読む文章 ::
★ ★ ★ ★

歯槽膿漏患者は健康な人に比べて心臓病にかかる危険度が2倍程度高いとされています。
さらに、歯槽膿漏菌が心臓の管を詰まらせたり、細胞を傷つけたりすることから、心臓病や心臓発作と歯槽膿漏には密接な関係があることが分かってきています。
心臓に栄養を運ぶ冠動脈は、酸素や栄養分を心筋に運ぶ血管で、心臓の周りを王冠のように3本の太い枝状でめぐっています。
歯槽膿漏菌は、この太い血管に血栓を作ったり、血管壁を傷つけたりすることが分かっています。
また重度の歯槽膿漏で多く検出される菌にPg菌という菌があります。
このPg菌が持っている酵素は、血小板のかたまりを作りやすくし、血栓を作りやすくします。
また、Pg菌は血管の内側の細胞に入り込んで増殖し、血管の壁を傷つけることが明らかになっています。
疾病との因果関係を証明するかのように、動脈硬化や大動脈瘤にかかった細胞からは、多くのPg菌が見つかっています。
近年、米国では、こんな考え方が存在感を増しつつあります。
『 Periodontal diseases kill heart 』
(歯周病が心臓を死なせる)
この考え方は医療分野だけでなく、一般的にも広がってきています。
心臓病と歯槽膿漏の関係があまりにも密接なことから、米国の心臓外科医の中には、心臓手術の際に患者の口の中を見て、もし重度な歯槽膿漏を発見した場合は、手術を見送る場合があります。
人間は多くの細菌とともに共存しています。
高齢者や体力の低下した人は細菌に対する防衛能力が弱まり、歯周病や虫歯などを引き金として血液の中に菌が入り込んむ菌血症をおこすことがあります。
そして、心臓内部の壁や弁の部分に細菌が感染しておこるのが感染性心内膜炎です。
患者はもともと心臓内に弁膜障害などの疾患を持っている場合に起こりやすいと言われています。

★ ★ ★ ★

資料の抜粋 ::

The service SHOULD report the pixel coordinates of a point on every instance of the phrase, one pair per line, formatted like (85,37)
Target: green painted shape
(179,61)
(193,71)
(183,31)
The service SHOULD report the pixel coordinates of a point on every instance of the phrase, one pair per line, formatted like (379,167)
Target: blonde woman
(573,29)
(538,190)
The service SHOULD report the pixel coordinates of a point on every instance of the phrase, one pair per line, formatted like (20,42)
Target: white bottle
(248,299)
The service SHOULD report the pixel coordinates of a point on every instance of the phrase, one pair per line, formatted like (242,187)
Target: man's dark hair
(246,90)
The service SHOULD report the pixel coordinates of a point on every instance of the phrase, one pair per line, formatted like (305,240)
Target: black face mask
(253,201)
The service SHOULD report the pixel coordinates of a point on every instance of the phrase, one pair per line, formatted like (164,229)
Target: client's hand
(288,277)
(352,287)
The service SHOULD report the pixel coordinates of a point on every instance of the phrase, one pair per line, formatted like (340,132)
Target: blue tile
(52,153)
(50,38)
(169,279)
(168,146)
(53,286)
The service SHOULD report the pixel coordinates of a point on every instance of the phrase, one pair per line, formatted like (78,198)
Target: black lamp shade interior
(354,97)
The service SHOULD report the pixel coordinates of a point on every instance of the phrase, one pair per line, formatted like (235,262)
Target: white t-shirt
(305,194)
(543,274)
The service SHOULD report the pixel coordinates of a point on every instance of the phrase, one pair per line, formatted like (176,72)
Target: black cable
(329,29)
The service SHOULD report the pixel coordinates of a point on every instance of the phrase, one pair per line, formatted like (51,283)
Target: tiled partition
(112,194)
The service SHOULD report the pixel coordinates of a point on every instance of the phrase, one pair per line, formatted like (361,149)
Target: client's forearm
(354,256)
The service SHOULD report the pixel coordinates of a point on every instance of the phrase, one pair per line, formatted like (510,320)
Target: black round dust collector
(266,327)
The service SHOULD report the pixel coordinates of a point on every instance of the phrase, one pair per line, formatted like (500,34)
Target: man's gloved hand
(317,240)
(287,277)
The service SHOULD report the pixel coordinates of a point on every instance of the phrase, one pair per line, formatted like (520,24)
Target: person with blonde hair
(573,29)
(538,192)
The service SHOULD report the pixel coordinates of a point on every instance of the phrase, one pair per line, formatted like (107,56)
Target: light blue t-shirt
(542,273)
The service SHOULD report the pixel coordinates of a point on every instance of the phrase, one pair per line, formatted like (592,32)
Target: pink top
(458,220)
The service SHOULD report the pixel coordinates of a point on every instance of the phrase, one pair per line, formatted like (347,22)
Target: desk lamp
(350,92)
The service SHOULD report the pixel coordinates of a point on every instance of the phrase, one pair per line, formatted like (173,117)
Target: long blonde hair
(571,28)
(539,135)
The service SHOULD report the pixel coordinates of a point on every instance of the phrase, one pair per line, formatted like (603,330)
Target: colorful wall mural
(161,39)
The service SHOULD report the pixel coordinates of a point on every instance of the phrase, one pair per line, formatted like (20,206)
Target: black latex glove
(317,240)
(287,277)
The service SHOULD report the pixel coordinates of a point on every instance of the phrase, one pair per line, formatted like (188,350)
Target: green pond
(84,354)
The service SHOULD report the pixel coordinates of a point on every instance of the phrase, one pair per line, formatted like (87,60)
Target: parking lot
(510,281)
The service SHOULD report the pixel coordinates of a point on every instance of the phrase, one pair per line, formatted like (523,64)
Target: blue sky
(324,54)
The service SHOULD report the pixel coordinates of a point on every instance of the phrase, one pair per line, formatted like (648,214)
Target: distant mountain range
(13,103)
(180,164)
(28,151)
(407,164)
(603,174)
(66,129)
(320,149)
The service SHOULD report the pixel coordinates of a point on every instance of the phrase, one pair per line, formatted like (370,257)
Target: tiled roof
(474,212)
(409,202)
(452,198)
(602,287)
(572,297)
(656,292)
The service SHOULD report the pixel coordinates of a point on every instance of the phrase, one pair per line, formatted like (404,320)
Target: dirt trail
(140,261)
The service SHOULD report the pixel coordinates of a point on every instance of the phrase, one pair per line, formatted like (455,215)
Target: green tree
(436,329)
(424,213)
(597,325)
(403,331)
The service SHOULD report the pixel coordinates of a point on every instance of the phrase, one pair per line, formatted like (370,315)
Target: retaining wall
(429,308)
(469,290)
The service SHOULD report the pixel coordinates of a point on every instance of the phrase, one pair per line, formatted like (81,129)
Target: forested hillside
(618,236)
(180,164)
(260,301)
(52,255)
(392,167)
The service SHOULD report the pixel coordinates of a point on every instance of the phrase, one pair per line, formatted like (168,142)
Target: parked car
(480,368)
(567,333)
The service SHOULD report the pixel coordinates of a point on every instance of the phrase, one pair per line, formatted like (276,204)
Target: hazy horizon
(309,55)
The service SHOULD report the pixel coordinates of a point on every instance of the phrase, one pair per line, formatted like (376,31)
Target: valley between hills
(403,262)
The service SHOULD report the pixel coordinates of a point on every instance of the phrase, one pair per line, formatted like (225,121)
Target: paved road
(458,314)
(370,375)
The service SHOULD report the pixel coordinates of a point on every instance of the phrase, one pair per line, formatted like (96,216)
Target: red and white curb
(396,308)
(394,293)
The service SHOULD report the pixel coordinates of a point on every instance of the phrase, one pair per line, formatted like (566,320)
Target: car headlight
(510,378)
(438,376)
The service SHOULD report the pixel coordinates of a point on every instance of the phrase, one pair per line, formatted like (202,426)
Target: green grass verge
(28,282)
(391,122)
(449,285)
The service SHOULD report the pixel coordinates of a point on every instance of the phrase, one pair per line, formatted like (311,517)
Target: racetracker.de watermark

★ ★ ★ ★

やること ::
1) 歯槽膿漏と心臓病についての文章によると、歯槽膿漏患者が心臓病にかかる危険度は、健康な人に比べてどの程度高いとされていますか。
2) 歯槽膿漏と心臓病についての文章を、最後の文の次から書き継いでください。

順番どおりの回答 ::
1) 2倍程度高いとされています。

2)
例えば、抜歯などの外科処理が原因で血液中に菌が入り、心臓に行き、菌血症という状態になると、発熱や全身の倦怠感を引き起こします。
細菌が心臓の弁に付着してしまうと、その場所で細菌が繁殖してしまい、膿のかたまりを形成、やがて膿のかたまりや血のかたまりが崩れて他の血管に飛んでいきます。
飛んだ先の血管が脳の血管であれば脳梗塞を引き起こしますし、心臓に行く血管であれば心筋梗塞や心不全を引き起こします。
これが、急性であった場合、数日のうちに生命の危険にさらされます。
また、急性ではない場合、数週間から数か月かけて意識のないままゆっくりと発症します。
このため、心臓に異常のある人はあらかじめ抗菌薬を服用しながら抜歯や歯石除去などの歯科治療を行う必要があります。
歯槽膿漏と感染性心内膜炎の関係としては、病因として口の中の「連鎖球菌」があげられており、実際患者の血液中から検出されることが多いことが分かっています。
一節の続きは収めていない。